[INSTRUÇÕES A SEGUIR]
Converta em uma tabela Markdown tudo o que vai do início dos dados até a linha que contém "741 L 9 740", inclusive. Use as colunas "Nº", com o número de ordem, e "Linha", com o texto correspondente, e omita as linhas em branco.

[DADOS FORNECIDOS]
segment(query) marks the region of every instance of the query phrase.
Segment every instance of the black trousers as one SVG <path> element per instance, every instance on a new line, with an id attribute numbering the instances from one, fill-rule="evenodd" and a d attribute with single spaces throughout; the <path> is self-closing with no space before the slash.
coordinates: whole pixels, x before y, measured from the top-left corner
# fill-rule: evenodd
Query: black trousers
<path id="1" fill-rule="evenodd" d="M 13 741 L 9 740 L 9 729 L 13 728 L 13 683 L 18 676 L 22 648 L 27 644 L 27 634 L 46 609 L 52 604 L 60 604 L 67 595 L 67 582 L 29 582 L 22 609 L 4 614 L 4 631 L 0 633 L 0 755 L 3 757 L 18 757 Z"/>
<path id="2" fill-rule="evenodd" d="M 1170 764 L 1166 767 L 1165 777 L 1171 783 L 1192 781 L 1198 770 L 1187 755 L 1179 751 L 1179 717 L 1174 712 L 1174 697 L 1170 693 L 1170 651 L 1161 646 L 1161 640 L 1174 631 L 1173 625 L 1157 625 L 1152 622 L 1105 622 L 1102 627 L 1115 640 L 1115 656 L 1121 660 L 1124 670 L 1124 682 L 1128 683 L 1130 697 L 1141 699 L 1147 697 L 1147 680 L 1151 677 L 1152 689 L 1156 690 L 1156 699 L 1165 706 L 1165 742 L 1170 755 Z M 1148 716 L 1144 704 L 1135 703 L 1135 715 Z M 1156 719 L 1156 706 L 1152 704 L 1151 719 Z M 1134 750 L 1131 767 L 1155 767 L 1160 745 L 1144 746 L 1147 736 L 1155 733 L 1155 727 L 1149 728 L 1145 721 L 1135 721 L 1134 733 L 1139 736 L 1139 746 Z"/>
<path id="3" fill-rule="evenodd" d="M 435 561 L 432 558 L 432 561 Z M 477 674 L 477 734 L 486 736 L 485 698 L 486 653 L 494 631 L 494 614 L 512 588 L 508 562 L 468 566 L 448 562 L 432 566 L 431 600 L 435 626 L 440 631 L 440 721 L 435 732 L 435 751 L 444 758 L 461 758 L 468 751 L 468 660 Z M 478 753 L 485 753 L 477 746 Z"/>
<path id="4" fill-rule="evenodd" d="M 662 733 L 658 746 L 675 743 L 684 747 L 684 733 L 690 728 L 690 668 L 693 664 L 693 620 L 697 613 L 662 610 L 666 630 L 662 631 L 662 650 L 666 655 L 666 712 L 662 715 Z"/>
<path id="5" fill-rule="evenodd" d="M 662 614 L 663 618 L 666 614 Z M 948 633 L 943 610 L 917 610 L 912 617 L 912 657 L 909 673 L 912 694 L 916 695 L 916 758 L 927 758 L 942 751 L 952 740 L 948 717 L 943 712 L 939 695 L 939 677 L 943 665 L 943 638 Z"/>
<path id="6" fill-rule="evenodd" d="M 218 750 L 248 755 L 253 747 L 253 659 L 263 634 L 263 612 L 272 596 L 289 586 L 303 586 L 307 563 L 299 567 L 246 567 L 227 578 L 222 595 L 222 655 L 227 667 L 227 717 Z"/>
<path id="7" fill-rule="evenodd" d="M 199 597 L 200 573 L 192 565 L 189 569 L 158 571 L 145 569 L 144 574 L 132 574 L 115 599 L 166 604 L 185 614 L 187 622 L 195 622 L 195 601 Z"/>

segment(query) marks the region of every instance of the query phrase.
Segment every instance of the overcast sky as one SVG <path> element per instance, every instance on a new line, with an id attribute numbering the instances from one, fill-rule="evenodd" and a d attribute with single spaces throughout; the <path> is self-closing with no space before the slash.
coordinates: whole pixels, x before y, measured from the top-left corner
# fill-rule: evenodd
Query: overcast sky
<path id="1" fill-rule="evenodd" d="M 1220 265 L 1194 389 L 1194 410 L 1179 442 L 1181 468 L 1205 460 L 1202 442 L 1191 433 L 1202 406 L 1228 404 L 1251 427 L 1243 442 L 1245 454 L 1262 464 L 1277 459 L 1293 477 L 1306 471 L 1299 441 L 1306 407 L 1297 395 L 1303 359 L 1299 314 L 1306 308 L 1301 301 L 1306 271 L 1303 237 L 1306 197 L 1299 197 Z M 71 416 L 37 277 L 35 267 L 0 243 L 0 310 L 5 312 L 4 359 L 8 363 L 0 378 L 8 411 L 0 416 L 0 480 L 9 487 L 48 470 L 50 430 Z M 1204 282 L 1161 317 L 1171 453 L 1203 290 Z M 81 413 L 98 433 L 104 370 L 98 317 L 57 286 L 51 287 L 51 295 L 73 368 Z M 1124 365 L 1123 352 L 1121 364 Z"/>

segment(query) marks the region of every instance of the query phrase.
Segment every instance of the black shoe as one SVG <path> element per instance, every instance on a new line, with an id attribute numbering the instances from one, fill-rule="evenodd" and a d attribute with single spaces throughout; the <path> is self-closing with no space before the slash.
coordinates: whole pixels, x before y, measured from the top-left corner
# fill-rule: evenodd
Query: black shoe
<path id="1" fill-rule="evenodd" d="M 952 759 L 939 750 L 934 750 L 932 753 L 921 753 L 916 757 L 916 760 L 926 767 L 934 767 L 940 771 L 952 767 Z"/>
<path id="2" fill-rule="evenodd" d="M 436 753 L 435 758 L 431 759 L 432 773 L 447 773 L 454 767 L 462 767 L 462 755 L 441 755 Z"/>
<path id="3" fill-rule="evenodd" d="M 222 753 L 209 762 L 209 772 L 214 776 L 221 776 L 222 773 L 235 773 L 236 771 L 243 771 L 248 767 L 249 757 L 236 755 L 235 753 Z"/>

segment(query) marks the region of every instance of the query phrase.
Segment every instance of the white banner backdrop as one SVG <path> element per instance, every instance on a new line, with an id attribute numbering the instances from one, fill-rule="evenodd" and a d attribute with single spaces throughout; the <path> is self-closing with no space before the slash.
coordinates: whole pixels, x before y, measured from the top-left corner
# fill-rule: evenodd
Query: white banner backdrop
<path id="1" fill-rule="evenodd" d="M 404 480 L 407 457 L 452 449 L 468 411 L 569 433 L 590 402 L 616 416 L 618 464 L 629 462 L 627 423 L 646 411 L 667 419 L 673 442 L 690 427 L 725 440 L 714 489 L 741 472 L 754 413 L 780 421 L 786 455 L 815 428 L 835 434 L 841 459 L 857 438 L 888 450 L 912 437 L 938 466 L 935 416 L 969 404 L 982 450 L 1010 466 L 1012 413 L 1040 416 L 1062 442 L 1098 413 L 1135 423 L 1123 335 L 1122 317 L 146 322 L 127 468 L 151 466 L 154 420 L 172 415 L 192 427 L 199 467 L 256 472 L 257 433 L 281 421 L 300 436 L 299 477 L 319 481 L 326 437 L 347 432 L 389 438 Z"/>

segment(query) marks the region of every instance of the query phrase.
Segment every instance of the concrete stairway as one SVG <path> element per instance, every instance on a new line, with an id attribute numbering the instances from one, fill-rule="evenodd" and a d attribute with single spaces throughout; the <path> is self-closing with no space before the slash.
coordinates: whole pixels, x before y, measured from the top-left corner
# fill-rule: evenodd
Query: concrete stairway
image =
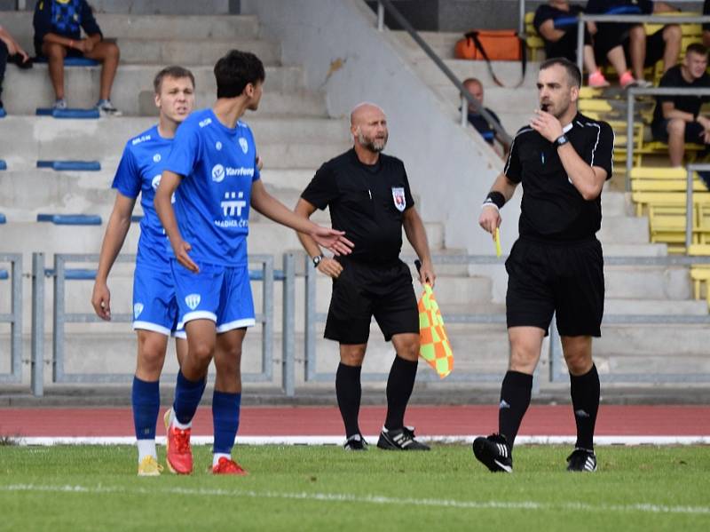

[RESULTADO FINAL]
| Nº | Linha |
|---|---|
| 1 | segment(query) marks the region of every instance of the query phrase. |
| 2 | Segment every instance of the black trousers as one SVG <path> element per instance, every instance on a new line, with an id attribute numbering the instances from one, fill-rule="evenodd" and a d attribute with single spaces throughout; the <path> is self-closing with no space before the slash. |
| 3 | coordinates: whole pixels, x before y, measured from the top-left corner |
| 4 | # fill-rule: evenodd |
| 5 | Query: black trousers |
| 6 | <path id="1" fill-rule="evenodd" d="M 13 741 L 9 740 L 9 729 L 13 728 L 13 683 L 18 676 L 22 648 L 27 644 L 27 634 L 46 609 L 52 604 L 60 604 L 67 595 L 67 582 L 29 582 L 22 609 L 4 614 L 4 631 L 0 633 L 0 755 L 3 757 L 18 757 Z"/> |